> [WHAT YOU SHOULD DO]: Repeat verbatim, and only, the lines of the data below, beginning at the line that contains "Objective — one point per instance of the bare" and stopping after the line that contains "Objective — one point per instance of the scattered".

> [LISTED RECORDS]:
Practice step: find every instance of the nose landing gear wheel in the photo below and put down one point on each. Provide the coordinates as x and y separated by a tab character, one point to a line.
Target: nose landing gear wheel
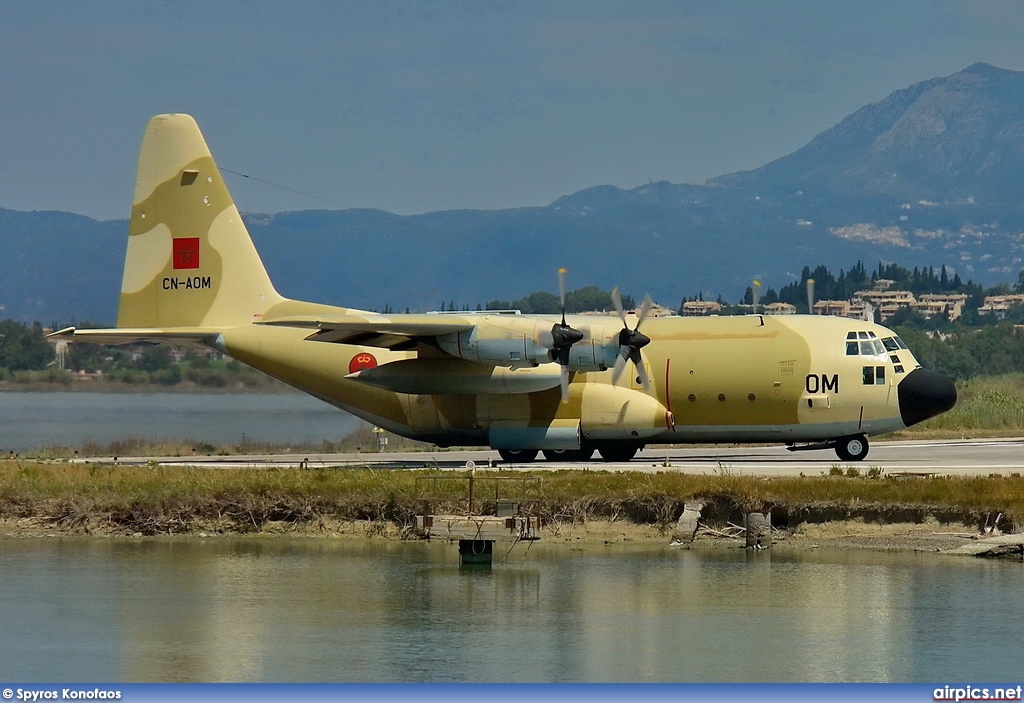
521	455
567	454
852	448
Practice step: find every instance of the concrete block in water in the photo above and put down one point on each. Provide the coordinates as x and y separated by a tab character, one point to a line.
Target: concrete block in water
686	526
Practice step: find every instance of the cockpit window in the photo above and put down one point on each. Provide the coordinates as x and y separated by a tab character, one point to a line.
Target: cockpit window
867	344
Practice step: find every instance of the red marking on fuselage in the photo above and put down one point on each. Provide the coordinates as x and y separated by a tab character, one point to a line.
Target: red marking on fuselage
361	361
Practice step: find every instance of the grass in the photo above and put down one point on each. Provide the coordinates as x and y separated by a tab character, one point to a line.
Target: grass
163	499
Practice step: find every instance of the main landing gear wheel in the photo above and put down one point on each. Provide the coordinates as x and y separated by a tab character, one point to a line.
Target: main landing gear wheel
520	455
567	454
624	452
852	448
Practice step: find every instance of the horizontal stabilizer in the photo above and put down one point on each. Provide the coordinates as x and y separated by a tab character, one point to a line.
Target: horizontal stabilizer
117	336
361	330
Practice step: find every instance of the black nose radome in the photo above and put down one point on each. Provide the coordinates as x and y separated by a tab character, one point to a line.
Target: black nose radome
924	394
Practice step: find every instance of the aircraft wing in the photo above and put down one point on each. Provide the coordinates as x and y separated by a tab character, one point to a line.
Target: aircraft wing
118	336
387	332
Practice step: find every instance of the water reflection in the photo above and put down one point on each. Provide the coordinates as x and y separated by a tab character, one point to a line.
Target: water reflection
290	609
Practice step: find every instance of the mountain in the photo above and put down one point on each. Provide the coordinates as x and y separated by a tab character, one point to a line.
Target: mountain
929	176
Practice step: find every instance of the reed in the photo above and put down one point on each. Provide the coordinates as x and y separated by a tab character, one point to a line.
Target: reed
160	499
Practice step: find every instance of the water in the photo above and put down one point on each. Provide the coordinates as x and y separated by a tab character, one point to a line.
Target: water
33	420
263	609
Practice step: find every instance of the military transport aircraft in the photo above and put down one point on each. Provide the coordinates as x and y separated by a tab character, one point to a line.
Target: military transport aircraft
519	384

...

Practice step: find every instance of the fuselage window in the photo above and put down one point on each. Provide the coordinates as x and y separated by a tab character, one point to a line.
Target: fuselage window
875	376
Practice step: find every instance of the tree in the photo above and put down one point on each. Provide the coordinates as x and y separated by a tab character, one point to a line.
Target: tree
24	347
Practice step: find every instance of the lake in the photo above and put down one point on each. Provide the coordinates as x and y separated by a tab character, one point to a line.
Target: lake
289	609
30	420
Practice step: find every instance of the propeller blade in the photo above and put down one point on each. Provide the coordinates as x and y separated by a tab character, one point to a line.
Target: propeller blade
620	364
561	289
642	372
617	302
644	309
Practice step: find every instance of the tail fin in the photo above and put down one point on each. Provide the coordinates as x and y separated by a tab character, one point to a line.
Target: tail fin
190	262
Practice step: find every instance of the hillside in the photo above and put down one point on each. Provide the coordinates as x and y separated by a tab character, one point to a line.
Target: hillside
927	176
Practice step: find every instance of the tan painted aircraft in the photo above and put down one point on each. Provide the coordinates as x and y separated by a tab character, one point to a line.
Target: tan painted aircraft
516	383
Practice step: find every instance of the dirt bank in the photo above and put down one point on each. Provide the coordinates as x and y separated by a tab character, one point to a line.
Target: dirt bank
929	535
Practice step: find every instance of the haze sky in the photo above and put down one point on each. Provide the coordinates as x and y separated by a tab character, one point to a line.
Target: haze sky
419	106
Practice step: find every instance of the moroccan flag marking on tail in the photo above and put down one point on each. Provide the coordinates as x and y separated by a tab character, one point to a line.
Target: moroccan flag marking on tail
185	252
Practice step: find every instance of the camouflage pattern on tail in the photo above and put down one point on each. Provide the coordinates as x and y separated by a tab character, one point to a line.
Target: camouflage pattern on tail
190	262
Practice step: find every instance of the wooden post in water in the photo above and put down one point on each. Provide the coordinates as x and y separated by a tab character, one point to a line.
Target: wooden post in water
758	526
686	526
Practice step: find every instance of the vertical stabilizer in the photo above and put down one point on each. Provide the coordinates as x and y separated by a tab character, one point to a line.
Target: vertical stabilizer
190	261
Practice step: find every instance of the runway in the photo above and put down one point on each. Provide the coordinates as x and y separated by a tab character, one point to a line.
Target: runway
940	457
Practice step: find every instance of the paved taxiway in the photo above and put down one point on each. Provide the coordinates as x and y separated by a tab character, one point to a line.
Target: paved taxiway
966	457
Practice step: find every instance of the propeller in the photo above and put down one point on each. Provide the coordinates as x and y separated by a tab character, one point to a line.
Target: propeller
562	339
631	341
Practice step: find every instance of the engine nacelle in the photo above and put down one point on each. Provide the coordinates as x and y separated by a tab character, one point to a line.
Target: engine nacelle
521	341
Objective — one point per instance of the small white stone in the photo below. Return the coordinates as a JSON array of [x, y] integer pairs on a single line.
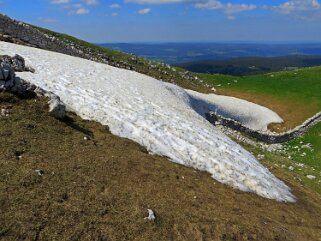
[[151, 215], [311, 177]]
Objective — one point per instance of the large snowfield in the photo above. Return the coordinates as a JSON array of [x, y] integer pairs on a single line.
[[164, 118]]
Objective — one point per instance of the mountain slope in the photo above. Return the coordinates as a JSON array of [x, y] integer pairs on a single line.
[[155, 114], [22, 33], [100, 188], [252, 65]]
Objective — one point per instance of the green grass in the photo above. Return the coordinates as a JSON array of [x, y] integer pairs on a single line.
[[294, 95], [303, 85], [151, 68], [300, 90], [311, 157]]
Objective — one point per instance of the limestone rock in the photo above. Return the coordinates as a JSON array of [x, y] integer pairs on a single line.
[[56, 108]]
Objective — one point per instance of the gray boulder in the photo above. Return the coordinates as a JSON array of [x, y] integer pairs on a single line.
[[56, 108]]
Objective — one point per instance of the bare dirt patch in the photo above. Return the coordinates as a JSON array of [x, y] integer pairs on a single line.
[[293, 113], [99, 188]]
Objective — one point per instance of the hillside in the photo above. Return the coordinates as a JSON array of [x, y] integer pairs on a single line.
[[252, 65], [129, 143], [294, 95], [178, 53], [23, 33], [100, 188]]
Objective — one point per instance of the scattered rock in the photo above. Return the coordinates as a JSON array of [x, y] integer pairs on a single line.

> [EXERCISE SOLUTION]:
Objective — one point per instance of the bare dirt patch in the photo above. Return the coordinates as a JSON array of [x, y] integer pairs on a single line.
[[293, 113], [99, 188]]
Objective — one point per instance of the hillside in the photo above. Return the coordinates as a JSON array of [x, y] integer pairs on a single line.
[[252, 65], [129, 143], [294, 95], [178, 53], [23, 33], [100, 188]]
Objective — one point per instance of the scattered rock in the photo above. Return the coordinates as a JSON array of [x, y] integer pairs on a single line.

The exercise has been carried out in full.